What the exercise asks: Rename "yellow leg" to "yellow limb" in the entries, starting at the first line and stopping after the line that contains "115 119 L 111". Rewrite those lines with nothing else changed, and leave the pictures out.

(Rows from a segmentation dataset)
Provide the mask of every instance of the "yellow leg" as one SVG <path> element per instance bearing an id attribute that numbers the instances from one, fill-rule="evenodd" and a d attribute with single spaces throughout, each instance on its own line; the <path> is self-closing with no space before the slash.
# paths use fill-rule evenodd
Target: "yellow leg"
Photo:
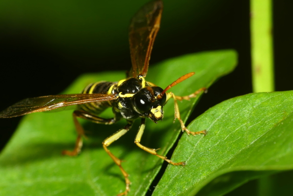
<path id="1" fill-rule="evenodd" d="M 118 167 L 119 167 L 119 168 L 120 169 L 120 170 L 121 171 L 121 172 L 122 173 L 122 174 L 123 174 L 125 178 L 125 183 L 126 184 L 126 188 L 125 189 L 125 191 L 124 192 L 118 194 L 118 196 L 127 195 L 128 193 L 130 190 L 129 188 L 129 186 L 130 185 L 130 181 L 128 178 L 128 176 L 129 175 L 125 171 L 125 170 L 124 170 L 124 169 L 121 166 L 121 162 L 122 162 L 122 161 L 116 157 L 114 154 L 113 154 L 113 153 L 110 152 L 110 151 L 108 149 L 107 147 L 109 146 L 111 144 L 112 144 L 113 142 L 119 139 L 119 138 L 120 138 L 120 137 L 121 137 L 122 135 L 126 133 L 128 131 L 128 130 L 130 129 L 132 124 L 132 121 L 128 121 L 128 124 L 127 125 L 126 125 L 124 127 L 124 128 L 120 130 L 119 131 L 114 133 L 113 135 L 111 135 L 110 137 L 107 138 L 103 142 L 103 147 L 104 147 L 105 151 L 106 151 L 108 154 L 109 154 L 111 158 L 112 158 L 114 162 L 115 162 L 115 163 L 116 163 L 116 164 L 118 165 Z"/>
<path id="2" fill-rule="evenodd" d="M 115 119 L 111 118 L 109 119 L 105 119 L 96 116 L 90 113 L 83 110 L 75 110 L 73 112 L 73 121 L 75 125 L 77 137 L 75 142 L 75 146 L 73 151 L 63 151 L 62 154 L 68 156 L 76 156 L 80 153 L 83 147 L 83 137 L 84 136 L 84 131 L 80 123 L 77 120 L 77 117 L 83 118 L 85 120 L 88 120 L 92 122 L 103 124 L 105 125 L 111 125 L 115 121 Z"/>
<path id="3" fill-rule="evenodd" d="M 140 143 L 141 141 L 141 138 L 143 136 L 143 134 L 144 133 L 144 131 L 145 130 L 145 127 L 146 127 L 145 125 L 145 118 L 142 118 L 142 121 L 141 122 L 141 125 L 139 127 L 139 129 L 138 130 L 138 132 L 137 132 L 137 134 L 136 135 L 136 137 L 135 137 L 135 140 L 134 140 L 134 143 L 141 149 L 146 151 L 147 152 L 150 153 L 152 154 L 155 155 L 159 158 L 161 158 L 162 159 L 165 160 L 167 161 L 168 163 L 171 164 L 173 165 L 185 165 L 185 162 L 180 162 L 179 163 L 174 163 L 170 159 L 168 159 L 167 157 L 162 156 L 159 155 L 157 153 L 156 151 L 159 149 L 150 149 L 149 148 L 146 147 Z"/>
<path id="4" fill-rule="evenodd" d="M 205 135 L 207 134 L 207 131 L 206 130 L 201 131 L 190 131 L 189 130 L 188 130 L 184 125 L 183 121 L 180 118 L 180 112 L 179 111 L 179 108 L 178 107 L 178 104 L 177 102 L 177 100 L 179 100 L 180 101 L 183 100 L 183 99 L 186 100 L 189 100 L 191 98 L 194 98 L 196 97 L 197 94 L 202 92 L 202 91 L 206 90 L 206 88 L 205 87 L 201 88 L 200 89 L 197 90 L 194 93 L 188 96 L 175 96 L 172 92 L 169 92 L 167 95 L 167 100 L 168 100 L 170 98 L 172 97 L 174 99 L 174 108 L 175 110 L 175 118 L 174 120 L 175 121 L 177 118 L 178 119 L 179 122 L 180 122 L 180 124 L 181 125 L 181 129 L 182 129 L 182 131 L 185 131 L 186 133 L 189 135 L 189 134 L 191 134 L 193 135 L 198 135 L 201 133 L 204 134 Z"/>

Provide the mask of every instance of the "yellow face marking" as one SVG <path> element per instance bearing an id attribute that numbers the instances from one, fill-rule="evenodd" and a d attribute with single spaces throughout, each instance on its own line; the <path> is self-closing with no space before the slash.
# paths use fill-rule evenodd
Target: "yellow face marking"
<path id="1" fill-rule="evenodd" d="M 118 82 L 118 84 L 117 85 L 119 86 L 121 85 L 121 84 L 123 83 L 123 82 L 125 81 L 126 80 L 121 80 L 119 82 Z"/>
<path id="2" fill-rule="evenodd" d="M 84 91 L 83 91 L 83 93 L 85 93 L 86 92 L 86 91 L 87 91 L 87 89 L 88 89 L 88 88 L 90 87 L 91 87 L 92 85 L 93 85 L 93 83 L 90 83 L 89 85 L 87 85 L 86 86 L 86 87 L 85 87 L 85 88 L 84 88 Z"/>
<path id="3" fill-rule="evenodd" d="M 118 102 L 118 108 L 119 109 L 121 109 L 122 108 L 123 108 L 123 106 L 122 106 L 122 104 L 121 104 L 120 102 Z"/>
<path id="4" fill-rule="evenodd" d="M 155 116 L 157 118 L 160 118 L 162 117 L 162 106 L 159 106 L 156 108 L 153 108 L 150 110 L 150 112 Z"/>
<path id="5" fill-rule="evenodd" d="M 109 88 L 109 90 L 108 90 L 108 93 L 109 93 L 109 94 L 112 93 L 112 90 L 113 90 L 113 88 L 114 87 L 114 86 L 115 85 L 116 85 L 116 84 L 114 84 L 113 85 L 112 85 L 111 87 L 110 87 L 110 88 Z"/>
<path id="6" fill-rule="evenodd" d="M 146 87 L 146 79 L 143 76 L 140 76 L 139 79 L 142 80 L 142 88 Z"/>
<path id="7" fill-rule="evenodd" d="M 119 97 L 132 97 L 133 95 L 134 95 L 134 94 L 123 94 L 122 92 L 119 92 L 119 94 L 118 94 L 118 96 L 119 96 Z"/>

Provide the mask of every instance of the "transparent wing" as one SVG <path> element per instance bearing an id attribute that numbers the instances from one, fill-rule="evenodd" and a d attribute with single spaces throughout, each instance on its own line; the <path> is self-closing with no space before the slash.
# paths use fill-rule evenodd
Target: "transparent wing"
<path id="1" fill-rule="evenodd" d="M 48 95 L 27 98 L 0 112 L 0 118 L 12 118 L 33 112 L 50 111 L 69 106 L 111 101 L 118 98 L 116 94 L 99 93 Z"/>
<path id="2" fill-rule="evenodd" d="M 162 10 L 163 2 L 156 0 L 146 4 L 132 18 L 129 33 L 132 66 L 128 77 L 146 75 Z"/>

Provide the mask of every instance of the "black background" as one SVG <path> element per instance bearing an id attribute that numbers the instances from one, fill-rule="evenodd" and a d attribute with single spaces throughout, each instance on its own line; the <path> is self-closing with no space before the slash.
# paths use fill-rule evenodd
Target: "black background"
<path id="1" fill-rule="evenodd" d="M 164 12 L 168 10 L 166 1 Z M 139 7 L 134 8 L 134 11 Z M 288 0 L 274 1 L 273 4 L 276 91 L 292 89 L 292 7 L 293 2 Z M 249 1 L 223 1 L 221 6 L 208 16 L 197 26 L 190 25 L 186 30 L 174 29 L 162 35 L 160 30 L 151 58 L 151 66 L 188 53 L 227 48 L 233 48 L 238 53 L 239 63 L 235 71 L 209 88 L 191 119 L 225 100 L 252 92 Z M 164 26 L 164 13 L 161 29 Z M 82 56 L 75 58 L 36 39 L 32 36 L 33 29 L 8 30 L 3 21 L 0 23 L 0 110 L 25 98 L 58 94 L 83 73 L 126 70 L 130 67 L 127 25 L 124 29 L 125 44 L 119 49 L 103 56 L 94 51 L 83 59 Z M 169 40 L 166 36 L 169 36 Z M 0 119 L 0 147 L 5 146 L 20 119 Z"/>

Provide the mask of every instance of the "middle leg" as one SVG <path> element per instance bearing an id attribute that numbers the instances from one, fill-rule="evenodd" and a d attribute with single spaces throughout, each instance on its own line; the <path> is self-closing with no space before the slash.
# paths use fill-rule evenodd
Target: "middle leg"
<path id="1" fill-rule="evenodd" d="M 121 163 L 122 161 L 121 159 L 119 159 L 118 158 L 116 157 L 112 152 L 110 152 L 110 151 L 107 148 L 113 142 L 119 139 L 120 137 L 122 135 L 124 135 L 131 128 L 132 125 L 133 121 L 128 121 L 128 124 L 124 127 L 124 128 L 121 129 L 121 130 L 117 131 L 116 132 L 114 133 L 113 135 L 107 137 L 103 142 L 103 147 L 104 147 L 105 151 L 109 154 L 109 155 L 112 158 L 115 163 L 119 167 L 119 169 L 121 171 L 122 174 L 124 176 L 124 178 L 125 178 L 125 183 L 126 184 L 126 188 L 125 189 L 125 191 L 120 193 L 118 195 L 118 196 L 123 196 L 123 195 L 127 195 L 128 193 L 130 191 L 129 185 L 130 185 L 130 181 L 128 178 L 128 174 L 124 170 L 124 169 L 121 166 Z"/>
<path id="2" fill-rule="evenodd" d="M 158 154 L 157 153 L 157 151 L 159 149 L 153 149 L 149 148 L 147 148 L 145 147 L 145 146 L 142 145 L 140 143 L 141 139 L 143 136 L 143 134 L 144 133 L 144 131 L 145 131 L 145 127 L 146 127 L 145 125 L 146 119 L 144 118 L 142 118 L 142 120 L 141 122 L 141 125 L 139 127 L 139 129 L 138 130 L 138 132 L 137 132 L 137 134 L 136 135 L 136 137 L 135 137 L 135 140 L 134 140 L 134 143 L 141 149 L 146 151 L 147 152 L 150 153 L 152 154 L 155 155 L 159 158 L 161 158 L 162 159 L 165 160 L 167 161 L 168 163 L 171 164 L 173 165 L 185 165 L 185 162 L 180 162 L 179 163 L 174 163 L 170 159 L 168 159 L 166 156 L 162 156 L 161 155 Z"/>

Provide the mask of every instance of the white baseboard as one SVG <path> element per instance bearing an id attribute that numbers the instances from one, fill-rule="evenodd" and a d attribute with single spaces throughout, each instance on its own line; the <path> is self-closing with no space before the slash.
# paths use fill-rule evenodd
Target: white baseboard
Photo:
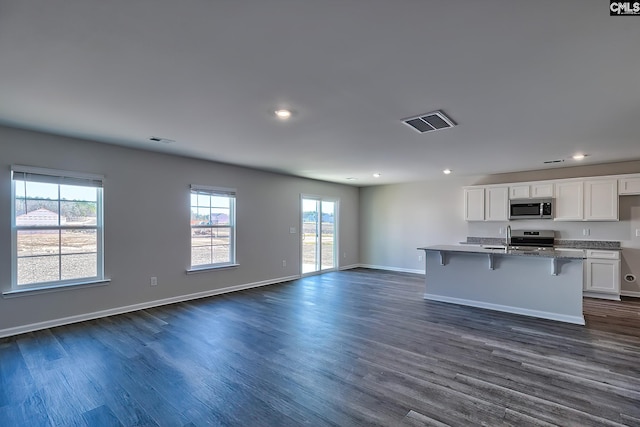
<path id="1" fill-rule="evenodd" d="M 360 264 L 359 267 L 362 268 L 372 268 L 374 270 L 387 270 L 387 271 L 397 271 L 399 273 L 413 273 L 413 274 L 422 274 L 424 275 L 424 270 L 414 270 L 412 268 L 399 268 L 399 267 L 389 267 L 385 265 L 372 265 L 372 264 Z"/>
<path id="2" fill-rule="evenodd" d="M 640 298 L 640 292 L 636 292 L 636 291 L 620 291 L 620 295 L 623 297 Z"/>
<path id="3" fill-rule="evenodd" d="M 607 300 L 610 300 L 610 301 L 620 301 L 620 295 L 617 295 L 617 294 L 607 295 L 607 294 L 601 294 L 599 292 L 583 291 L 582 292 L 582 296 L 583 297 L 587 297 L 587 298 L 607 299 Z"/>
<path id="4" fill-rule="evenodd" d="M 45 322 L 31 323 L 28 325 L 16 326 L 13 328 L 0 329 L 0 338 L 12 335 L 24 334 L 27 332 L 39 331 L 41 329 L 54 328 L 56 326 L 69 325 L 71 323 L 84 322 L 86 320 L 99 319 L 101 317 L 115 316 L 117 314 L 130 313 L 132 311 L 144 310 L 147 308 L 159 307 L 167 304 L 175 304 L 177 302 L 190 301 L 200 298 L 212 297 L 215 295 L 227 294 L 230 292 L 242 291 L 245 289 L 258 288 L 260 286 L 275 285 L 277 283 L 289 282 L 299 279 L 300 276 L 280 277 L 272 280 L 264 280 L 261 282 L 246 283 L 243 285 L 228 286 L 221 289 L 212 289 L 209 291 L 196 292 L 188 295 L 179 295 L 176 297 L 165 298 L 155 301 L 143 302 L 140 304 L 127 305 L 124 307 L 110 308 L 108 310 L 95 311 L 93 313 L 78 314 L 76 316 L 62 317 L 59 319 L 47 320 Z"/>
<path id="5" fill-rule="evenodd" d="M 449 302 L 453 304 L 468 305 L 471 307 L 486 308 L 489 310 L 503 311 L 506 313 L 521 314 L 524 316 L 540 317 L 542 319 L 557 320 L 559 322 L 573 323 L 576 325 L 584 325 L 583 316 L 566 316 L 558 313 L 550 313 L 548 311 L 530 310 L 527 308 L 511 307 L 508 305 L 492 304 L 482 301 L 473 301 L 463 298 L 452 298 L 441 295 L 424 294 L 424 299 L 431 301 Z"/>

Result below:
Provide the mask of every instance of the "yellow limb" as one SVG <path> element per instance bearing an id attribute that numbers the instances from one, fill-rule="evenodd" and a d attribute with single spaces throughout, each instance on its own line; the <path> is self-closing with no space before the slash.
# paths use fill-rule evenodd
Target: "yellow limb"
Photo:
<path id="1" fill-rule="evenodd" d="M 118 167 L 119 167 L 119 168 L 120 169 L 120 170 L 121 171 L 121 172 L 122 173 L 122 174 L 123 174 L 125 178 L 125 183 L 126 184 L 126 188 L 125 189 L 125 191 L 124 192 L 118 194 L 118 196 L 127 195 L 128 193 L 130 190 L 129 188 L 129 186 L 130 185 L 130 181 L 128 178 L 128 176 L 129 175 L 125 171 L 125 170 L 124 170 L 124 169 L 121 166 L 121 162 L 122 162 L 122 161 L 116 157 L 114 154 L 113 154 L 113 153 L 110 152 L 110 151 L 108 149 L 107 147 L 109 146 L 111 144 L 112 144 L 113 142 L 119 139 L 119 138 L 120 138 L 120 137 L 121 137 L 122 135 L 126 133 L 128 131 L 128 130 L 130 129 L 132 124 L 132 121 L 128 121 L 128 124 L 127 125 L 126 125 L 124 127 L 124 128 L 120 130 L 119 131 L 114 133 L 113 135 L 111 135 L 110 137 L 107 138 L 103 142 L 103 147 L 104 147 L 105 151 L 106 151 L 108 154 L 109 154 L 111 158 L 112 158 L 114 162 L 115 162 L 115 163 L 116 163 L 116 164 L 118 165 Z"/>
<path id="2" fill-rule="evenodd" d="M 115 119 L 111 118 L 109 119 L 105 119 L 96 116 L 90 113 L 83 110 L 75 110 L 73 112 L 73 121 L 75 125 L 77 137 L 75 142 L 75 146 L 73 151 L 63 151 L 62 154 L 68 156 L 76 156 L 80 153 L 83 147 L 83 137 L 84 136 L 84 131 L 80 123 L 77 120 L 77 117 L 83 118 L 85 120 L 88 120 L 92 122 L 103 124 L 105 125 L 111 125 L 115 121 Z"/>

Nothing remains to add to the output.